++++ DOCUMENT SEGMENT ++++

The Upside of Downdraft Gasification

Waste to energy requires feedstock flexibility, but offers economic opportunity.
By Luke Geiver | October 08, 2012

David Gordon’s resume may show he’s a veterinarian by trade or the mayor of a small town in western Tennessee, but after his involvement with an innovative downdraft gasification project, he might have to add a new title to the list: waste-to-energy spokesman.

Through a partnership with Tennessee-based, two-and-a-half-year-old, PHG Energy, Gordon conquered the complex balancing act of wastewater remediation, biosludge removal, wood waste utilization and the always ballooning landfill tipping fees and transportation costs associated with all three. The city of Covington is already known as the Charm Pops capital of the world, Gordon says, and is the future home of the world’s largest ice cream production facility. But those catchy claims are already losing ground to the city’s project that utilizes a series of modular downdraft gasification units designed to produce electricity from a combined feedstock of woody biomass and biosludge that until PHG Energy came around, would have cost the city time and money to dispose of.

Surrounding communities faced with similar waste-based issues are taking notice, Gordon says, calling for information on how the veterinarian mayor of Covington turned his self-proclaimed interest in technical stuff, into a model of converting dirty into dollars. Money saved from the $2.25 million project paid for through a bond issuance from the Tennessee Municipal Bond Fund and a grant from the Clean Tennessee Energy Grant program offered by the state’s Department of Environment and Conservation, will pay for some things any mayor would gladly promote: new soccer fields, baseball fields and a walking trail for the city of 9,000.

“I’m already getting contacts from municipalities that want to see how this is working,” he says of the close-to-construction project, some calls coming from nearly 500 miles away. The excess revenue generated through the tipping fees and in-house electrical generation is nice, he says, adding however, that “the project is positive for other reasons.”

Pursuing Renewable Revenue

The city of Covington currently transports wastewater and dewatered sludge to a landfill that requires a two-hour round trip. Wood waste created in the city is also hauled out of the city, requiring a one-hour trip. Because of the costs associated with hauling and disposal, Gordon began looking into better alternatives for the city. “When I first heard about biomass gasification, I was at a Tennessee Renewable Energy and Economic Development Corp’s seminar,” he says. “I listened to a gentlemen talk about biomass gasification and it really got my interest.”

Through a mutual business acquaintance and more research, Wilson got in touch with the team from PHG Energy. There were other firms he spoke with and even other options discussed for utilizing the waste, one that included converting the sludge to a class A sludge, which would allow the city more leniency for disposal methods. Now, Gordon and the team at PHG Energy can point to several takeaways from the Covington project and why downdraft gasification not only won out in the small Tennessee town, but why it can succeed in other places at larger scales.

The most glaring reason downdraft gasification makes sense is that it fits into a popular belief in the biomass industry, that conversion technology should be feedstock flexible. Turns out, mayors like that idea as well. “In Covington,” says Chris Koczaja, vice president of sales and engineering for PHG Energy, “the biosolids alone would not work.” By taking a gasification approach, however, PHG was able to combine the biosolids with wood waste to create an acceptable feedstock, a situation Koczaja says helps to highlight PHG’s technology offering.

++++ EXTRACTED MATERIAL ++++

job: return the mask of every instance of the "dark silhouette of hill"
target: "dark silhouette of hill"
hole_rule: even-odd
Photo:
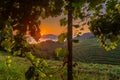
[[[46,35],[43,35],[43,36],[39,39],[39,42],[46,41],[46,40],[57,41],[57,40],[58,40],[58,36],[57,36],[57,35],[54,35],[54,34],[46,34]]]

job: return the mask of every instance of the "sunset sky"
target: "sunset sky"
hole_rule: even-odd
[[[40,25],[40,29],[41,29],[41,33],[42,35],[44,34],[55,34],[55,35],[59,35],[62,32],[66,31],[66,27],[64,26],[60,26],[59,20],[62,17],[56,17],[56,18],[46,18],[44,20],[41,21],[41,25]],[[88,32],[89,30],[87,28],[85,28],[84,32]]]

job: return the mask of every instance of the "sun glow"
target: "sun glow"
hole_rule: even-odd
[[[44,33],[41,33],[41,36],[43,36],[44,35]]]

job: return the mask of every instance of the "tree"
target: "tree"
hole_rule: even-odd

++++

> WHAT YOU SHOULD DO: Retype the passage from the gasification article, starting with "David Gordon’s resume" and going on through "list: waste-to-energy spokesman.". Rely only on the gasification article.

> SOLUTION FOR THIS PROBLEM:
David Gordon’s resume may show he’s a veterinarian by trade or the mayor of a small town in western Tennessee, but after his involvement with an innovative downdraft gasification project, he might have to add a new title to the list: waste-to-energy spokesman.